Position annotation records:
..........
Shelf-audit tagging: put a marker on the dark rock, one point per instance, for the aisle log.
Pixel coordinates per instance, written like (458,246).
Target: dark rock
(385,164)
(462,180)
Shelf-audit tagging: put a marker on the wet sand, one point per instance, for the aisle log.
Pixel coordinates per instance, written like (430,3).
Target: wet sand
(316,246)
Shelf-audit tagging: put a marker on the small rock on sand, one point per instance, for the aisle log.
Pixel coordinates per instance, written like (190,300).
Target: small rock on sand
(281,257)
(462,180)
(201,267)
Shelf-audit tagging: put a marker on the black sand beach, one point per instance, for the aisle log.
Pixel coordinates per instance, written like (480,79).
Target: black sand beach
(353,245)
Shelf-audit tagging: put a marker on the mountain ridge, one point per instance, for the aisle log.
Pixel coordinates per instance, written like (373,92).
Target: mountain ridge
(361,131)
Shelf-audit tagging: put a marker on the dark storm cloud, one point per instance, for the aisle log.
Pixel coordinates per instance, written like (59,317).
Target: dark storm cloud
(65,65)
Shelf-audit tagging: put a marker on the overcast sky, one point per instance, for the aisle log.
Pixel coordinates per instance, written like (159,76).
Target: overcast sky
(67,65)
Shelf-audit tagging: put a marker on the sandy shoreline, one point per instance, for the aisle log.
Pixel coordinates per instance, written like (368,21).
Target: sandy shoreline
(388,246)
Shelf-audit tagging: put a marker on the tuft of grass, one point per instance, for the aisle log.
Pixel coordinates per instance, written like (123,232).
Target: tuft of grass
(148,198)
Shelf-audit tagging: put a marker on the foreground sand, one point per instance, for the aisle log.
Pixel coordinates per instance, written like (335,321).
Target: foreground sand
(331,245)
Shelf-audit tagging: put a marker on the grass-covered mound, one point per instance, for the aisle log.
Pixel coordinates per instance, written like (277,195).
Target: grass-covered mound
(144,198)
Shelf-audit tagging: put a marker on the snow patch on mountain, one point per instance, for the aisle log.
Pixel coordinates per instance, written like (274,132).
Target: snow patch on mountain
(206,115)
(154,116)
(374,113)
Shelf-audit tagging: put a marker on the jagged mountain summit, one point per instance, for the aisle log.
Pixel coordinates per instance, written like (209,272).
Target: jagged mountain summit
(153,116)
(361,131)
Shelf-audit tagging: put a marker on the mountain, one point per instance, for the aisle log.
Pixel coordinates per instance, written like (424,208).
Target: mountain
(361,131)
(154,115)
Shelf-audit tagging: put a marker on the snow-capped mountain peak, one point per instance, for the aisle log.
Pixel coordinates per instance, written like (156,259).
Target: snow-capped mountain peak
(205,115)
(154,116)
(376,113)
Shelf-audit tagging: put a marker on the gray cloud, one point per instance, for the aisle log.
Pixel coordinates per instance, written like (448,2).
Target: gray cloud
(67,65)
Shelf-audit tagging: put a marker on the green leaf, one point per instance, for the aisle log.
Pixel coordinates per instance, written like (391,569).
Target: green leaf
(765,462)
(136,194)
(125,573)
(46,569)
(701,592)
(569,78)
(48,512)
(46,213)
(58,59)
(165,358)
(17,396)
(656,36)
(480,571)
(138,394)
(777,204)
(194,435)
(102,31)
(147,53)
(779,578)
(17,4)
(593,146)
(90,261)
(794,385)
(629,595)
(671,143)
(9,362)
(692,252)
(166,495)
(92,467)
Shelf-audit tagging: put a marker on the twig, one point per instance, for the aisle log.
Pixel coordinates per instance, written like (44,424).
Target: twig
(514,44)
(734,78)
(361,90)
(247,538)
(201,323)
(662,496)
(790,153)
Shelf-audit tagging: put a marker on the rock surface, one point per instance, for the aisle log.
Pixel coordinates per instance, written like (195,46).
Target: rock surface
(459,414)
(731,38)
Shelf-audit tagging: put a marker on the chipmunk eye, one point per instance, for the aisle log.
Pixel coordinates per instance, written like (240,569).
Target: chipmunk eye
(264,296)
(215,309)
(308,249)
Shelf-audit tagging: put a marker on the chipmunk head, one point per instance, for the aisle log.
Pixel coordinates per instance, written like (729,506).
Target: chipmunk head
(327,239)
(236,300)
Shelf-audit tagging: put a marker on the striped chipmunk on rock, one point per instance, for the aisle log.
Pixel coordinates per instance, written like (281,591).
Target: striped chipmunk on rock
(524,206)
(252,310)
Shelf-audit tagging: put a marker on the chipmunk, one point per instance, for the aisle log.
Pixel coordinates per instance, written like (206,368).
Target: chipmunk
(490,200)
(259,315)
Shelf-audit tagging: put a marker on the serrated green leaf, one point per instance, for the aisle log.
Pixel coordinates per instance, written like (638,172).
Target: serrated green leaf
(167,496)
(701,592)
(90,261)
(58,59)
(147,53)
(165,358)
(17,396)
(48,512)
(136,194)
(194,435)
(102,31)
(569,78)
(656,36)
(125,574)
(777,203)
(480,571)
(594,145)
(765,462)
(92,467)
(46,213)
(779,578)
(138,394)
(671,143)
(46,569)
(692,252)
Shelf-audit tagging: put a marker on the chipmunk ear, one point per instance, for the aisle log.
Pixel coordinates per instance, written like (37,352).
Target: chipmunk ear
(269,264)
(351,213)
..........
Written request: Repeat the material above exactly.

Task result:
Shelf-audit tagging: put a marker on the dark rock, one point per instance, for the aisle log.
Pixel coordinates per instance, written like (458,246).
Target: dark rock
(385,164)
(462,180)
Shelf-audit tagging: put a marker on the wet sand, one point per instance, for the aisle log.
Pixel coordinates per instance, written like (430,3).
Target: wet sand
(316,246)
Shelf-audit tagging: put a marker on the small rock on sand, one point per instance, for the aisle log.
Pixel coordinates per instance, written like (190,300).
Target: small rock on sand
(281,257)
(462,180)
(201,267)
Shelf-audit tagging: put a marker on the black sand beach, one point per instance, for the aisle log.
Pixel coordinates per instance, written like (480,79).
Target: black sand beach
(353,245)
Shelf-audit tagging: put a marker on the mountain ridge, one point per instance, for the aisle log.
Pixel coordinates per instance, written like (373,92).
Target: mountain ridge
(361,131)
Shelf-audit tagging: put a marker on the dark storm cloud, one point per instance, for the aisle log.
Pixel coordinates per instance, written like (59,317).
Target: dark storm cloud
(65,65)
Shelf-audit tagging: put a marker on the overcast sky, one point per instance, for the aisle log.
Pixel coordinates per instance, written like (159,76).
Target: overcast sky
(67,65)
Shelf-audit tagging: put a marker on the sandy shoreline, one point per instance, for the aisle log.
Pixel coordinates per instance, written like (368,21).
Target: sandy shoreline
(388,246)
Shelf-audit tagging: put a marker on the tuft of grass, one point per instance, for the aisle log.
Pixel coordinates per instance, written like (123,232).
Target: tuft of grass
(148,198)
Shelf-audit tagging: put a marker on the foreground sand, one point per instance, for the aisle log.
Pixel coordinates per instance, written like (335,321).
Target: foreground sand
(331,245)
Shelf-audit tagging: put a marker on the grass-covered mound, one point per instance, for the aisle log.
Pixel coordinates per instance, written like (277,195).
Target: grass-covered mound
(144,198)
Shelf-audit tagging: put a marker on the snow patch on mountain, one point per instance, for the aisle log.
Pixel coordinates per instance, written like (274,132).
Target: snow patch on mountain
(206,115)
(154,116)
(374,113)
Shelf-audit tagging: put a marker on the jagged mountain summit, one point per instance, for the aisle log.
Pixel coordinates per instance, written like (209,272).
Target: jagged mountain summit
(153,116)
(361,131)
Shelf-audit tagging: put a marker on the mountain, one point per instance, for the aisle log.
Pixel coordinates per instance, written like (424,208).
Target: mountain
(361,131)
(154,115)
Shelf-audit tagging: put a marker on the snow-capped mountain peak, one point per instance, for the aisle log.
Pixel coordinates per instance, written like (156,259).
Target: snow-capped mountain peak
(205,115)
(154,116)
(376,113)
Shelf-audit tagging: put a marker on the gray cloud, one point per instance, for the aisle log.
Pixel coordinates per instance, written like (448,2).
Target: gray cloud
(67,65)
Shelf-audit tagging: put a marker on the green leaf, one point per instance, for the aisle log.
Pixel coordinates per instance, written like (391,569).
Target: green leaf
(765,462)
(136,194)
(125,573)
(46,569)
(701,592)
(569,78)
(48,512)
(46,213)
(58,59)
(165,358)
(17,396)
(656,36)
(480,571)
(138,394)
(777,204)
(194,435)
(102,31)
(147,53)
(779,578)
(17,4)
(593,146)
(90,261)
(794,385)
(629,595)
(671,143)
(9,362)
(692,252)
(166,495)
(92,467)
Shelf-audit tagging: put a marker on the twig, one point per instance, for the aisle log.
Pixel coordinates per instance, written like (44,424).
Target: twig
(514,44)
(734,78)
(361,90)
(247,538)
(201,323)
(662,496)
(790,153)
Shelf-audit tagging: put a marker on the rock surface, one point per instance, for the aisle log.
Pixel coordinates per instance, written like (195,46).
Target: rock surface
(459,414)
(731,38)
Shelf-audit tagging: put a marker on the chipmunk eye, one point per instance, for the aisle log.
Pixel coordinates per instance, written like (240,569).
Target: chipmunk eye
(264,296)
(215,309)
(308,249)
Shelf-audit tagging: put a marker on the chipmunk head, one point per instance, for the aisle log.
Pixel coordinates per instance, written like (729,506).
Target: chipmunk head
(327,239)
(236,300)
Shelf-audit tagging: put a marker on the striped chipmunk on rock, one point per instance, for the aisle log.
Pixel coordinates per instance, written like (281,591).
Target: striped chipmunk on rock
(524,206)
(252,310)
Shelf-audit tagging: put a marker on the chipmunk, one point per instance, for the aisle log.
Pixel coordinates per instance, written like (206,368).
Target: chipmunk
(490,200)
(259,315)
Shelf-audit tagging: put a marker on the serrated green leaf, one point per instance, for the aisle log.
Pixel coordinates per instance, written like (638,172).
Target: serrated green leaf
(167,496)
(701,592)
(90,261)
(58,59)
(147,53)
(165,358)
(17,396)
(48,512)
(136,194)
(194,435)
(102,31)
(569,78)
(656,36)
(125,574)
(777,203)
(480,571)
(594,145)
(765,462)
(92,467)
(46,213)
(779,578)
(138,394)
(671,143)
(46,569)
(692,252)
Shelf-audit tagging: put a marker on the chipmunk ear, one point per instance, for the aisle log.
Pixel coordinates per instance, written like (37,352).
Target: chipmunk ear
(269,264)
(351,213)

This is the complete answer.